● DIRECTION: Reproduce the records verbatim from their first line through the line containing "217L141 220L134 220L134", including both ends.

● RECORDS FOR THE TASK:
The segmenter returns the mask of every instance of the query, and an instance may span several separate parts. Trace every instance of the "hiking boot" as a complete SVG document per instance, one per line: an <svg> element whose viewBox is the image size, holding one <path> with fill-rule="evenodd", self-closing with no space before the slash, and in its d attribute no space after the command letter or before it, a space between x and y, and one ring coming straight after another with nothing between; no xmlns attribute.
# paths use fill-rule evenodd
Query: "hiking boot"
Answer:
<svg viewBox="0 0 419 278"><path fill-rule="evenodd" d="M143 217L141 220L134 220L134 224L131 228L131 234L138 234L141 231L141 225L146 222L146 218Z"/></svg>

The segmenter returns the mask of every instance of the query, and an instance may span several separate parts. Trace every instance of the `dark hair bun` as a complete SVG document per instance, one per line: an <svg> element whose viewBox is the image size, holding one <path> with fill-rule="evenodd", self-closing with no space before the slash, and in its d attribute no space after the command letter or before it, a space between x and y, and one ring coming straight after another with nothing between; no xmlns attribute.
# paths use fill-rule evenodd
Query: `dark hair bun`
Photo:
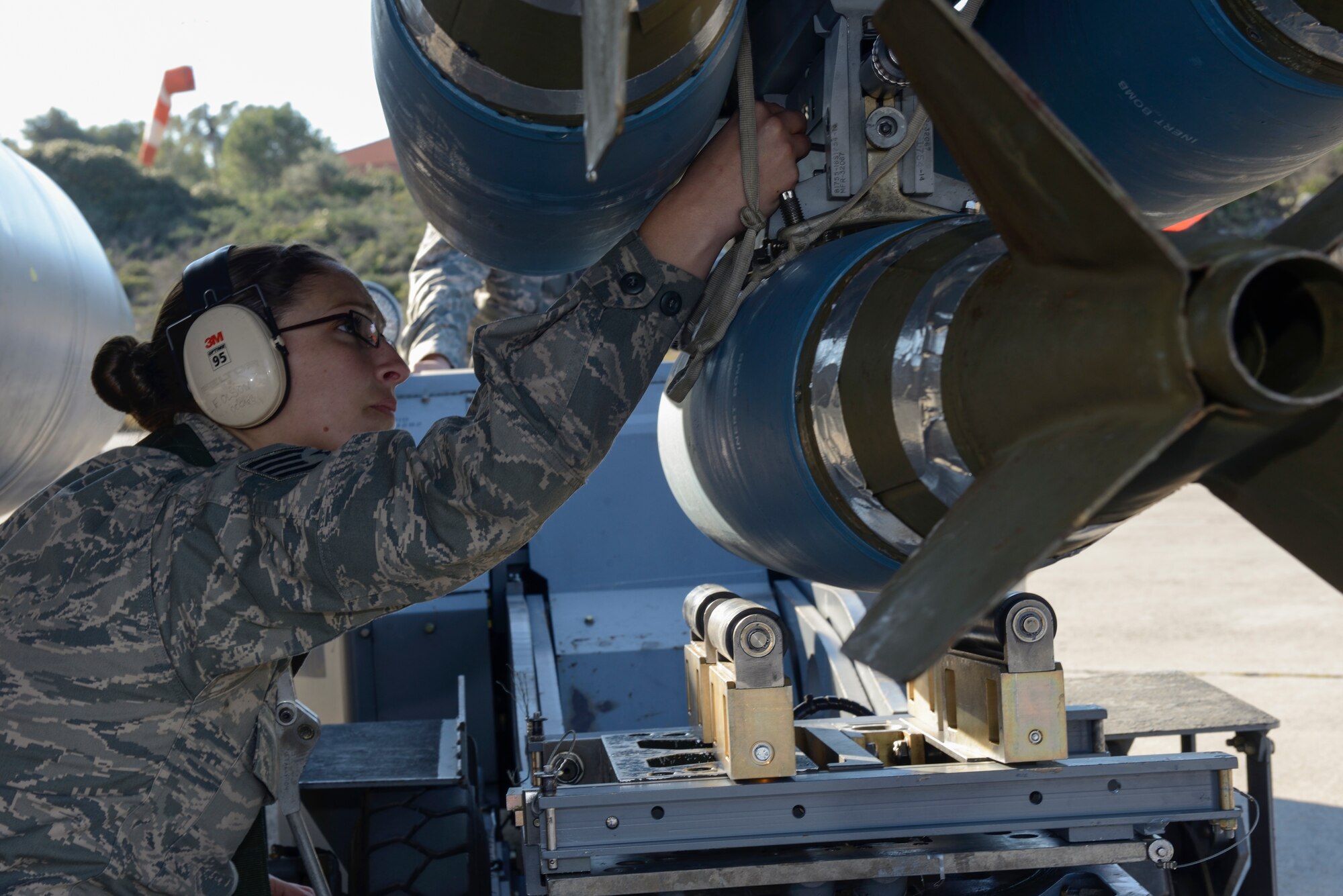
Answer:
<svg viewBox="0 0 1343 896"><path fill-rule="evenodd" d="M133 416L145 429L171 423L164 413L164 384L156 376L153 349L136 337L113 337L93 361L93 389L105 404ZM167 418L164 418L167 416Z"/></svg>

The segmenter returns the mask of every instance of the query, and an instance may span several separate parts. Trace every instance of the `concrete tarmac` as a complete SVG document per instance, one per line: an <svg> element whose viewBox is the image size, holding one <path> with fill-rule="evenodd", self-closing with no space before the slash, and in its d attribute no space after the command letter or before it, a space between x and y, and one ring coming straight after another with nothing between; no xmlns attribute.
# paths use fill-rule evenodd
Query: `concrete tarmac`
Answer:
<svg viewBox="0 0 1343 896"><path fill-rule="evenodd" d="M1343 550L1343 534L1339 538ZM1174 669L1281 720L1270 734L1283 896L1343 893L1343 594L1191 486L1029 577L1072 672ZM1226 750L1203 735L1199 750ZM1176 738L1132 752L1178 752ZM1237 754L1240 755L1240 754ZM1238 787L1245 787L1238 773Z"/></svg>
<svg viewBox="0 0 1343 896"><path fill-rule="evenodd" d="M1334 755L1343 736L1343 594L1201 486L1033 573L1026 587L1058 614L1065 677L1189 672L1280 719L1270 735L1279 893L1343 895L1343 763ZM341 657L314 659L299 696L324 720L344 720ZM1234 752L1213 735L1198 747ZM1140 739L1132 750L1178 751L1176 738ZM1237 786L1245 789L1242 771Z"/></svg>

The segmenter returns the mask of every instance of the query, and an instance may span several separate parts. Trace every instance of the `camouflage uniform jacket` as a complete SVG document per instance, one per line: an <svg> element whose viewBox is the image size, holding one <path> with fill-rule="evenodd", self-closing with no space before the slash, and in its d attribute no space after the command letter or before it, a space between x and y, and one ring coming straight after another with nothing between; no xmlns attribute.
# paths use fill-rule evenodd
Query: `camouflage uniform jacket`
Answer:
<svg viewBox="0 0 1343 896"><path fill-rule="evenodd" d="M529 276L501 271L454 248L430 224L411 263L402 354L411 369L430 354L465 368L477 327L545 311L573 287L580 274Z"/></svg>
<svg viewBox="0 0 1343 896"><path fill-rule="evenodd" d="M419 445L146 447L0 526L0 892L224 896L267 798L257 718L287 657L453 590L596 467L702 284L633 235L545 315L481 331L465 417ZM263 769L261 770L265 771Z"/></svg>

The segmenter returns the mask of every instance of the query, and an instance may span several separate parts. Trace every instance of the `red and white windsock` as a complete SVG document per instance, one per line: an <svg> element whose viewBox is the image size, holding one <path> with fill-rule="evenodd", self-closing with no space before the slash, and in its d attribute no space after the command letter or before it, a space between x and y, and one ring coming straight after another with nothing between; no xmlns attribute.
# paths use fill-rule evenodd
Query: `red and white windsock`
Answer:
<svg viewBox="0 0 1343 896"><path fill-rule="evenodd" d="M164 72L164 83L158 89L158 103L154 106L154 117L145 125L145 141L140 145L140 164L149 168L158 154L158 144L164 139L164 127L168 126L168 107L172 105L172 95L196 89L196 76L191 66L169 68Z"/></svg>

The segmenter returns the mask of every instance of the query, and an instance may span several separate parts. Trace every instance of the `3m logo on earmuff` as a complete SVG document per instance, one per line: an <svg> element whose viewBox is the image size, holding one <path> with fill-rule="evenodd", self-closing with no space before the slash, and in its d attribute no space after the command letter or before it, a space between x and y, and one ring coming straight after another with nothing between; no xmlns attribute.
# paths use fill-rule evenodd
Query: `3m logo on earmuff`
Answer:
<svg viewBox="0 0 1343 896"><path fill-rule="evenodd" d="M224 331L205 337L205 350L210 353L210 365L218 370L228 363L228 346L224 345Z"/></svg>

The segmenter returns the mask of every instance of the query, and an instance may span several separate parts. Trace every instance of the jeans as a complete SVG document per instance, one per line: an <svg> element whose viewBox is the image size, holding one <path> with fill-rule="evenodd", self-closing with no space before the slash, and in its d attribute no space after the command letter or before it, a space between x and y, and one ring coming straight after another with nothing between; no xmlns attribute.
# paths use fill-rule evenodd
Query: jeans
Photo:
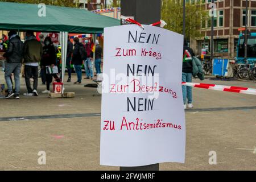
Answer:
<svg viewBox="0 0 256 182"><path fill-rule="evenodd" d="M45 84L46 82L46 68L41 68L41 71L40 72L40 75L41 76L42 82L43 84Z"/></svg>
<svg viewBox="0 0 256 182"><path fill-rule="evenodd" d="M20 83L19 81L19 73L20 73L20 63L5 63L5 78L8 86L8 92L13 92L13 82L11 81L11 73L14 74L15 82L15 94L19 94Z"/></svg>
<svg viewBox="0 0 256 182"><path fill-rule="evenodd" d="M30 85L30 79L34 80L33 89ZM38 67L33 67L25 65L25 81L27 86L27 93L32 93L33 90L37 90L38 82Z"/></svg>
<svg viewBox="0 0 256 182"><path fill-rule="evenodd" d="M67 57L67 62L66 62L66 67L68 69L68 78L71 78L71 73L72 73L72 69L71 69L71 65L70 64L70 61L71 60L71 57Z"/></svg>
<svg viewBox="0 0 256 182"><path fill-rule="evenodd" d="M182 73L183 82L192 82L192 73ZM192 87L182 85L182 94L183 96L183 104L187 103L188 98L188 104L192 103Z"/></svg>
<svg viewBox="0 0 256 182"><path fill-rule="evenodd" d="M93 71L92 64L92 59L90 58L88 58L84 61L84 68L85 69L85 73L86 73L86 77L88 78L90 77L93 78Z"/></svg>
<svg viewBox="0 0 256 182"><path fill-rule="evenodd" d="M101 59L95 59L95 68L96 69L97 75L101 73Z"/></svg>
<svg viewBox="0 0 256 182"><path fill-rule="evenodd" d="M81 82L82 81L82 65L74 65L74 67L77 75L77 81Z"/></svg>

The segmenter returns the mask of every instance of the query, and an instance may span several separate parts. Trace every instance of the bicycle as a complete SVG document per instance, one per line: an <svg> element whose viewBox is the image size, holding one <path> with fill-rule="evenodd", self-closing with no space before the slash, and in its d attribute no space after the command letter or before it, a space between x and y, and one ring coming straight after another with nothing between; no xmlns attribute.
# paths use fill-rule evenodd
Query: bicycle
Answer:
<svg viewBox="0 0 256 182"><path fill-rule="evenodd" d="M251 80L256 80L256 63L254 64L253 69L250 70L249 76Z"/></svg>
<svg viewBox="0 0 256 182"><path fill-rule="evenodd" d="M245 65L240 65L238 69L238 77L243 80L249 80L250 72L250 65L246 64Z"/></svg>

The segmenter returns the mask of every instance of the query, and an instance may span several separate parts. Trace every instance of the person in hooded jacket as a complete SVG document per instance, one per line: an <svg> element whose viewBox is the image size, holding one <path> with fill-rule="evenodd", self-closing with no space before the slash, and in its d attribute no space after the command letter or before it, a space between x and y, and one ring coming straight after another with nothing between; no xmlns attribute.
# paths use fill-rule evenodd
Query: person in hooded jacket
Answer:
<svg viewBox="0 0 256 182"><path fill-rule="evenodd" d="M52 44L51 37L47 36L44 39L44 46L43 47L43 56L41 61L41 69L44 70L46 73L46 67L52 67L56 65L55 48ZM43 93L49 93L50 84L52 82L52 77L57 82L60 82L61 80L56 73L46 74L46 90L42 92Z"/></svg>
<svg viewBox="0 0 256 182"><path fill-rule="evenodd" d="M77 81L74 84L81 84L82 81L82 59L81 54L81 48L84 47L84 45L79 42L79 39L75 38L74 39L74 49L73 51L73 57L72 59L72 64L74 65L75 69L77 76Z"/></svg>
<svg viewBox="0 0 256 182"><path fill-rule="evenodd" d="M192 49L188 46L187 41L184 40L183 60L182 64L182 81L192 82L193 72L192 57L195 53ZM182 93L183 96L184 108L187 108L187 99L188 99L188 108L192 108L192 94L191 86L182 86Z"/></svg>

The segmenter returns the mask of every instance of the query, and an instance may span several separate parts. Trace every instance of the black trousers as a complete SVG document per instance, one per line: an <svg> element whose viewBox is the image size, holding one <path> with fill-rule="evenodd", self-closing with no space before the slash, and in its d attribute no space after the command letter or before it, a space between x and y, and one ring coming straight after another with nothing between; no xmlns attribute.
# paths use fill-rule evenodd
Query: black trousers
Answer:
<svg viewBox="0 0 256 182"><path fill-rule="evenodd" d="M38 83L38 67L25 65L25 81L27 93L32 93L33 90L37 90ZM30 79L34 79L33 89L31 88Z"/></svg>

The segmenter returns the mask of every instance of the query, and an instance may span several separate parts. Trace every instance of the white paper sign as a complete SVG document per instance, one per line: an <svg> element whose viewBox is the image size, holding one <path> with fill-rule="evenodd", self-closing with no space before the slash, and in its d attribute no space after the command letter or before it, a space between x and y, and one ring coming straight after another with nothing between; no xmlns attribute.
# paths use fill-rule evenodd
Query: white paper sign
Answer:
<svg viewBox="0 0 256 182"><path fill-rule="evenodd" d="M184 162L183 36L143 27L104 29L101 165Z"/></svg>

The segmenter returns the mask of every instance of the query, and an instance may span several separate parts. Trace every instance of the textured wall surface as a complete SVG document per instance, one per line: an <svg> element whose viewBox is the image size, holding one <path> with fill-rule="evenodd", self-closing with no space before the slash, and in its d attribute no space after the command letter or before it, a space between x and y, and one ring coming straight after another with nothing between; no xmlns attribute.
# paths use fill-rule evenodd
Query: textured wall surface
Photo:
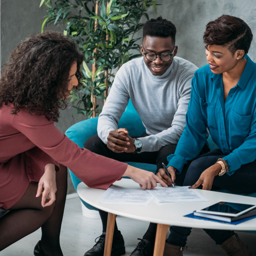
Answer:
<svg viewBox="0 0 256 256"><path fill-rule="evenodd" d="M157 14L153 8L150 18L161 15L176 26L177 56L191 61L198 67L208 64L203 36L207 23L222 14L235 16L249 25L254 36L248 55L256 61L256 1L254 0L160 0ZM146 21L144 19L144 22ZM138 35L142 36L142 32Z"/></svg>
<svg viewBox="0 0 256 256"><path fill-rule="evenodd" d="M54 2L54 0L53 2ZM156 14L153 7L148 10L150 18L161 15L176 26L177 56L193 62L199 67L207 64L203 35L207 23L223 14L243 19L250 26L255 37L249 53L256 61L256 2L255 0L160 0L162 4L157 8ZM46 14L46 8L40 8L39 0L1 0L1 64L8 59L12 51L29 34L40 32L40 21ZM142 22L145 22L145 19ZM59 27L52 26L58 30ZM135 38L142 36L142 31ZM141 43L141 39L139 43ZM99 103L100 104L99 100ZM71 116L73 108L61 111L59 122L56 126L63 133L75 123L85 119L80 115ZM68 193L74 192L70 177Z"/></svg>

● RESULT OF THE TASK:
The segmenter returns the mask of every instance of the query, and an instance may span several separate parts. Trace every instance of the "hiking boot" as a complete SVG document per instance, one per line: an <svg> element whose viewBox is the image size, holding one <path> with fill-rule="evenodd", self-closing with no space before the slash, and in its d attribute no space after the command letter or before it, a space between x and y, and one ring coming straight after another with nothing between; no xmlns attribute.
# paths use fill-rule evenodd
Query: "hiking boot"
Answer:
<svg viewBox="0 0 419 278"><path fill-rule="evenodd" d="M143 217L141 220L134 220L134 224L131 228L131 234L138 234L141 231L141 225L146 222L146 218Z"/></svg>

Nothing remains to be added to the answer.